* **Short task a**
Show every line of the rows that contains the word "light". Case counts.

* **Passage to read**
***
SPANISH-language film makers believe 2007 is the year when Hispanic films will finally achieve a breakthrough in Britain, long considered the most difficult international market of all.

Penelope Cruz was nominated on Friday for best actress in the Bafta awards, the most prestigious in British cinema, pitting her against such home-grown screen goddesses as Helen Mirren, Judi Dench and Kate Winslet.

Guillermo del Toro's Pan's Labyrinth, a Mexican-Spanish fantasy about Franco's Spain, currently the third most popular film in the US, is up for best film, alongside Pedro Almodóvar's Volver, in which Penelope Cruz stars.

France has long adored Spanish cinema; Hollywood has recently succumbed to its charms. But the Hispanic film industry has long felt that the language barrier held it back in Britain, despite fervent minority followings for directors like Almodóvar and Alejandro Amenábar, and actors like Javier Bardem.

That, however, seems about to change.

"This year we've seen Hispanic films with Hollywood stars competing equally with Anglo-Saxon films, " says the cultural critic Aurora Inxausti. "For the first time we've lost the sensation of being at the back of the queue. We now compete on equal terms with the best. This is completely new. It's been a gradual process, but this year we're breaking through to the English-speaking public with actors, directors and technicians of extraordinary quality."

The American success of Babel, starring Brad Pitt, and directed by the Mexican Alejandro González Iñárritu, is expected to boost the film in Britain. English-speaking audiences are also reassured by seeing familiar stars in Hispanic productions, such as Viggo Mortensen of Lord of the Rings fame in Alastriste, a blockbuster about a 16th century Spanish soldier-adventurer by the veteran director Agustín Díaz Yanes. Adrien Brody spent months in Spain preparing for his title role in the forthcoming biopic Manolete, about a legendary matador.

Penelope Cruz plays the love interest in that movie;

she also shares screen credits with the Mexican star Salma Hayek in Bandidas, a movie described by one critic as "shameless, silly and very entertaining". The two Latin sexpots play skimpily-clad bank robbers in an exotic high-energy romp that echoes Louis Malle's Viva Maria of 1965, which starred Brigitte Bardot and Jeanne Moreau.

The Cruz-Hayek pairing produced an intense friendship between the two women - and some provocative photos, prompting rumours of a lesbian relationship. Cruz laughed off the reports on the David Letterman show in the US.

"We are like sisters, and we have the same sense of humour. We posed like that in front of 100 photographers, and now they say we're lovers.

I'm sorry, but that's not the case."

None of this does any harm to the ratings. But Cruz and Hayek don't need such gossip;

they are serious players.

Hayek, who pipped both Madonna and Jennifer Lopez to win the title role of the Mexican artist Frida Kahlo in the award-winning Frida in 2002, is now a top-rank producer, responsible for transforming a Colombian television soap opera into the US smash hit Ugly Betty, now showing on Channel 4.

And Cruz, whose role in the Oscar-nominated Volver prompted comparisons with the 1950s glamour of Latin stars like Sophia Loren, has set up her own production company.

"Globalisation is making English-speaking people receptive to influences outside their culture. They need to see other things, " says the prominent cultural commentator Jesús Ruiz Mantilla.

"And that door is opening at a moment of extremely high quality Hispanic films."

Spanish cinema has adopted the direct narrative style of the finest British tradition.

"Today's Hispanic films don't get lost in decorative detail but concentrate on character, and stories of life experience."

Today's Spanish actors - and especially actresses - are better than ever, he reckons, something audiences in this part of the world appreciate.

"A good story with good actors is the recipe for good cinema, and ours is now world-class."
***
* **Short task b**
Update the article on Hispanic film in Britain from "The Cruz-Hayek pairing" up to and including "show in the US.", putting "bond" in place of "friendship".
***
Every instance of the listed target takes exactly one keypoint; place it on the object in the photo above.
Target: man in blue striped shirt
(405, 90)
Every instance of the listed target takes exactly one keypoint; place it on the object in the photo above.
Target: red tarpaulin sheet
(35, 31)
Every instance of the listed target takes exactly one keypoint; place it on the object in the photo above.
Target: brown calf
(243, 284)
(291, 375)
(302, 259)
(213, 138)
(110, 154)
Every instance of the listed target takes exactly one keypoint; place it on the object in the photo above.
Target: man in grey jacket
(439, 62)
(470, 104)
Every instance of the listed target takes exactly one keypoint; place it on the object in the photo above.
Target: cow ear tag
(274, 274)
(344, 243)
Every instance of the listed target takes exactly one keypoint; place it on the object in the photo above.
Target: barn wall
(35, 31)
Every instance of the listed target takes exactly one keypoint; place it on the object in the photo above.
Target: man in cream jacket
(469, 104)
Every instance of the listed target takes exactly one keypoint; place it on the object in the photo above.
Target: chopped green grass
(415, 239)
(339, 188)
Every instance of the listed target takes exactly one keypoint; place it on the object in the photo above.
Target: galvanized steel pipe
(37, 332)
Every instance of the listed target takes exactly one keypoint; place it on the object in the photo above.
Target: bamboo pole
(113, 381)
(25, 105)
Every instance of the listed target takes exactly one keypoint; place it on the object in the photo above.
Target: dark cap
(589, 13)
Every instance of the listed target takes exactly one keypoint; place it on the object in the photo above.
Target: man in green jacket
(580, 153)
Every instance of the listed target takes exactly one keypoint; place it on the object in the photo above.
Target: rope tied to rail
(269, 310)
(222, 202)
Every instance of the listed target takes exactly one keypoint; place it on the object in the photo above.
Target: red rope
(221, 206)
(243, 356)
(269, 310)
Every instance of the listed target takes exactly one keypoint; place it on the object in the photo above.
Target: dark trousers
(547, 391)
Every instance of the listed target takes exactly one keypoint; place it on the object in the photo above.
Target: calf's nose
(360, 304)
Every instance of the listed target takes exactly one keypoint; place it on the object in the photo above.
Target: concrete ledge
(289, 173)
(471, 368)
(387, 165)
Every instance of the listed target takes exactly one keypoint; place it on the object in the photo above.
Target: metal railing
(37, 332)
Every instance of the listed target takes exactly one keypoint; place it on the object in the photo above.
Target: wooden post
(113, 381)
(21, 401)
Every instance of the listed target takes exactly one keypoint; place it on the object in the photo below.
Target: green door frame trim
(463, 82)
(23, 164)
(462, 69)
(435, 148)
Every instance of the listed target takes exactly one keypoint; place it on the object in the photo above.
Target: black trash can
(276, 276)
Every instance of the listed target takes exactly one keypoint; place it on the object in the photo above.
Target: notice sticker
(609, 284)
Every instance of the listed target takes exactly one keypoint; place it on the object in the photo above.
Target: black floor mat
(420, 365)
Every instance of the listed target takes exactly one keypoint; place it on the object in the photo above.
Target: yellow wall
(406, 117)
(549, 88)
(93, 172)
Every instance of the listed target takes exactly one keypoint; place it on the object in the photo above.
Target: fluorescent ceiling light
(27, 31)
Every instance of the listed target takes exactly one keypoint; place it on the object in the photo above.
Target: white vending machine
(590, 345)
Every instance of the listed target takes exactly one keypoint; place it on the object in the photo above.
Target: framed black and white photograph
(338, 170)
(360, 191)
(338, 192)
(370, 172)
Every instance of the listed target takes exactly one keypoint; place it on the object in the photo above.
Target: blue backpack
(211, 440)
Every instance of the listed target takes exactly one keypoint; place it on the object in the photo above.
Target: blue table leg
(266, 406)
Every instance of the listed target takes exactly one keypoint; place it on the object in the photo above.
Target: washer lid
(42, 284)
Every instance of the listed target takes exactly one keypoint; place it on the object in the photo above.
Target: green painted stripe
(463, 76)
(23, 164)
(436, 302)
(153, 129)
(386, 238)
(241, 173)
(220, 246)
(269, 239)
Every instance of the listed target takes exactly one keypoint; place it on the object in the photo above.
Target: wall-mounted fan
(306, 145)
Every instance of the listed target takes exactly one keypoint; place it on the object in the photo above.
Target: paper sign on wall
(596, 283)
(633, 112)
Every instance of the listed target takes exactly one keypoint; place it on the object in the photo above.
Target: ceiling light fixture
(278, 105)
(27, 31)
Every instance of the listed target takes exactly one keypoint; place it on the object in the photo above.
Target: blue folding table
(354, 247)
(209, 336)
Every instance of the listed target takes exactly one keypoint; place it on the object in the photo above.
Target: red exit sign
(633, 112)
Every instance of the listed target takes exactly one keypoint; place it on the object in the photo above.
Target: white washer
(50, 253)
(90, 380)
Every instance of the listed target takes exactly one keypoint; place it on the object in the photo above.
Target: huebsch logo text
***
* **Solution a**
Target: fluorescent ceiling light
Target: ceiling light fixture

* **Solution b**
The Cruz-Hayek pairing produced an intense bond between the two women - and some provocative photos, prompting rumours of a lesbian relationship. Cruz laughed off the reports on the David Letterman show in the US.